• Task description
Format the records below as a JSON list of strings, one string per line, with blank lines dropped. Begin with the line containing "Can you detect any blue" and go through the line containing "[39,29,198,61]", including both.

• Information provided

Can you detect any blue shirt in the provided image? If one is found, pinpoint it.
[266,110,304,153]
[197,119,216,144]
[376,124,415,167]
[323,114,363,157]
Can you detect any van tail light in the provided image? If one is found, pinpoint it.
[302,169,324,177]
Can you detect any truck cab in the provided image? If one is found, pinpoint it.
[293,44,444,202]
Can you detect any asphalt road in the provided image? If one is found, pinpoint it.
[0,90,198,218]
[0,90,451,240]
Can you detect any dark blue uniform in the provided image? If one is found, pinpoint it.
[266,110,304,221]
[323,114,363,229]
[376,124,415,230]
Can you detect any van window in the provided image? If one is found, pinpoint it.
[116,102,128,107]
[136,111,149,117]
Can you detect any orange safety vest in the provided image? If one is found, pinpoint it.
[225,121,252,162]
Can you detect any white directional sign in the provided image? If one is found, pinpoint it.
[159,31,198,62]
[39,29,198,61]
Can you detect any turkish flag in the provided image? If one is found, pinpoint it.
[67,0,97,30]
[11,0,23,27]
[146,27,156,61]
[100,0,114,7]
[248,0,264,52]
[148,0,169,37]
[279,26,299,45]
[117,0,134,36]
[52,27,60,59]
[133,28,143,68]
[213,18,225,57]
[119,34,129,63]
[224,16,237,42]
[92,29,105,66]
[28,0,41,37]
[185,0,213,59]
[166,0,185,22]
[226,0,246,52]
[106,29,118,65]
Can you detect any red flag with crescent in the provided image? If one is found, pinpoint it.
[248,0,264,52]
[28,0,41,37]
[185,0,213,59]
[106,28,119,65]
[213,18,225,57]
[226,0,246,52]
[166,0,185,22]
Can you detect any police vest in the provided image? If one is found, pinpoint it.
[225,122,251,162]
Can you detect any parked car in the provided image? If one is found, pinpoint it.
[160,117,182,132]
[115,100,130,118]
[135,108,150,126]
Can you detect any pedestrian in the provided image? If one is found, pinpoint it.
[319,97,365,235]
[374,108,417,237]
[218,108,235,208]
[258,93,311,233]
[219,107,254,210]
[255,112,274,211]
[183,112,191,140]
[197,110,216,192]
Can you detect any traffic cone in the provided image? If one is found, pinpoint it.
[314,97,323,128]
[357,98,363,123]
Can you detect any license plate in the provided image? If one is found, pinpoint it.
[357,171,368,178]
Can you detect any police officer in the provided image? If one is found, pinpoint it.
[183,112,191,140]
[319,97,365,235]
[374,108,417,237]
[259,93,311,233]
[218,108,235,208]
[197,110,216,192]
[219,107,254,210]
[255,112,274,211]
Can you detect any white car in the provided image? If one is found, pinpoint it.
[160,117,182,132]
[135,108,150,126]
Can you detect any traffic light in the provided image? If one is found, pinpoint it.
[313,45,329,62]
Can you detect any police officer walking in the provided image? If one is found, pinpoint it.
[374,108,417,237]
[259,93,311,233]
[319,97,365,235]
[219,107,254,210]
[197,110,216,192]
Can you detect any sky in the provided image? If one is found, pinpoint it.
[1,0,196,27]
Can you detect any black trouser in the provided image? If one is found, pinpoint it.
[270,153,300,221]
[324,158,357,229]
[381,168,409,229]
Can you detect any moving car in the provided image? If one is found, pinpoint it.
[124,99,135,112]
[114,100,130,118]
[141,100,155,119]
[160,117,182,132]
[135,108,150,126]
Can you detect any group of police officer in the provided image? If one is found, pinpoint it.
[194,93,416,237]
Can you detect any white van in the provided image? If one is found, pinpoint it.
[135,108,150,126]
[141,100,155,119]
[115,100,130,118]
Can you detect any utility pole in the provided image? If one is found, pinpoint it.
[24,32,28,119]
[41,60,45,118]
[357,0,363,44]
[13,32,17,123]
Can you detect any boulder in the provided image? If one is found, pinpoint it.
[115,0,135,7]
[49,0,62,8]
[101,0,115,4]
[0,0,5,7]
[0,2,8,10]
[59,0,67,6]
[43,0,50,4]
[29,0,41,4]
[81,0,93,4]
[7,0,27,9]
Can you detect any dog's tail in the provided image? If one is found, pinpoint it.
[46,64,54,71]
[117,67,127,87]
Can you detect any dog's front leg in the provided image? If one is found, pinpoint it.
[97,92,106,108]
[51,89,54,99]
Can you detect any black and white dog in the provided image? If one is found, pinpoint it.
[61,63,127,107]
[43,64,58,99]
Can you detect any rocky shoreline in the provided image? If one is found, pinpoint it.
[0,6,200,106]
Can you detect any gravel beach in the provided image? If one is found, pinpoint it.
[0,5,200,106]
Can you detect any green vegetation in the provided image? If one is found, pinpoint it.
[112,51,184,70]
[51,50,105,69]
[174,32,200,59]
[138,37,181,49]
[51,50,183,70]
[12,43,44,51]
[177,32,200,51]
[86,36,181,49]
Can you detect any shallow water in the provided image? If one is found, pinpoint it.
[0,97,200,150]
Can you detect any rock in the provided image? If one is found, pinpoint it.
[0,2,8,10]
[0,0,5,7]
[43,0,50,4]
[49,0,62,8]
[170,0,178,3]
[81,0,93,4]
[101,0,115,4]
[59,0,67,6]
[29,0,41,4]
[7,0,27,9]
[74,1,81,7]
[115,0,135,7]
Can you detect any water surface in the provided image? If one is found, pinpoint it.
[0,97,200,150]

...

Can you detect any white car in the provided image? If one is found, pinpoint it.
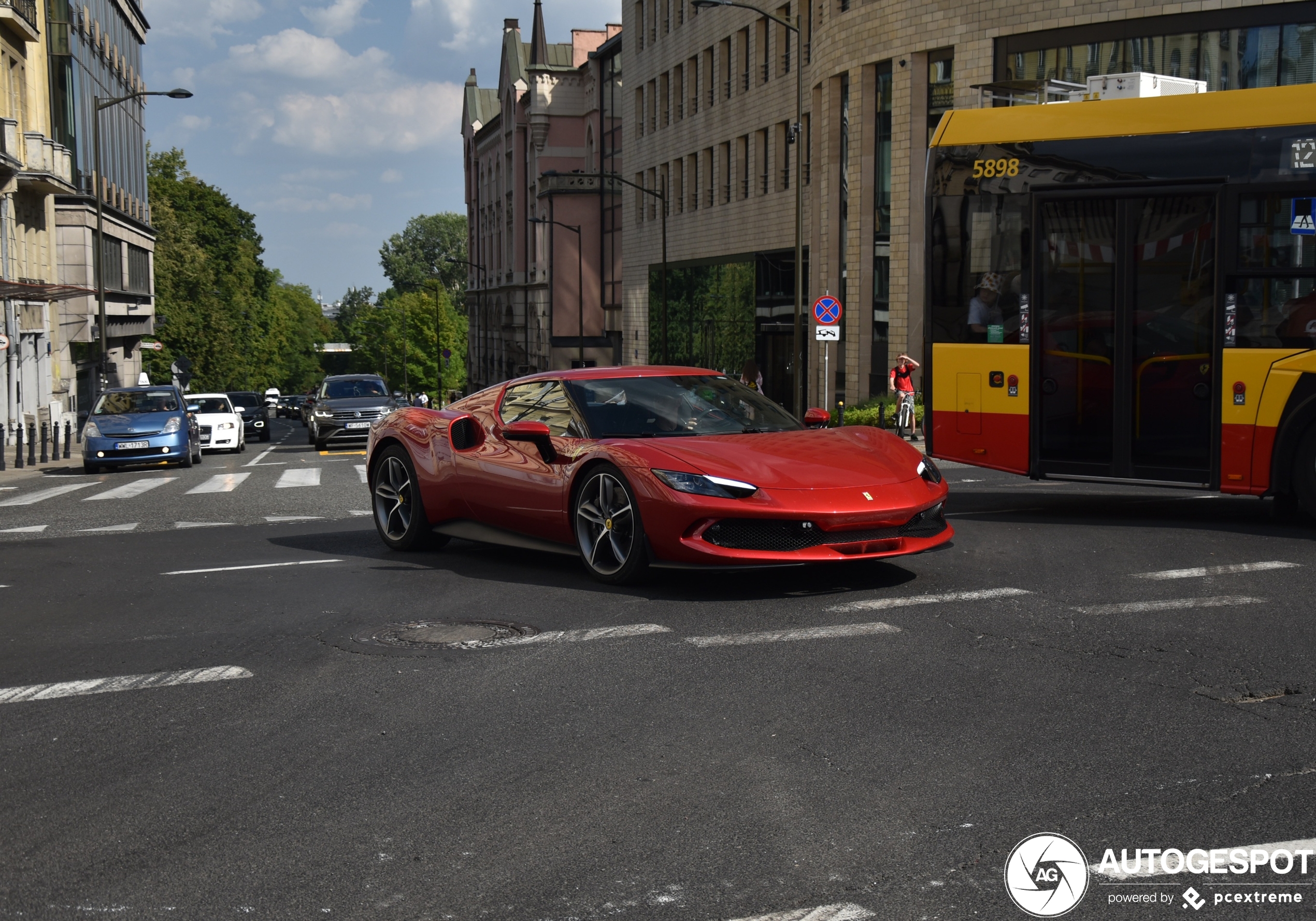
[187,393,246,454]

• Response below
[
  "Can you detect any blue shirt in the provided image? If one is found, pinpoint it.",
  "[266,110,304,153]",
  "[197,119,216,144]",
  "[376,124,415,167]",
  "[323,114,363,157]",
  "Can you detect any van tail light in the provided image? If one is found, pinpoint it.",
  "[302,169,324,177]",
  "Can you detect any truck cab in the provided image? If one is found, pinpoint it.",
  "[293,44,444,202]",
  "Can you detect any asphalt road in the provided image? If one is found, pinpoint it.",
  "[0,90,198,218]",
  "[0,90,451,240]",
  "Can you detect any dark blue uniform in the provided image? If one is found, pinpoint it.",
  "[266,110,304,221]",
  "[323,114,363,229]",
  "[376,124,415,230]",
  "Can you detect any van window in the provided image? If one is found, pinpoint it.",
  "[116,102,128,107]",
  "[136,111,149,117]",
  "Can you detect any orange safety vest in the provided image? If one is found, pinpoint it.",
  "[225,121,252,162]",
  "Can you detect any white directional sign in the provided image? If one is found, pinpoint it.",
  "[159,31,198,62]",
  "[39,29,198,61]"
]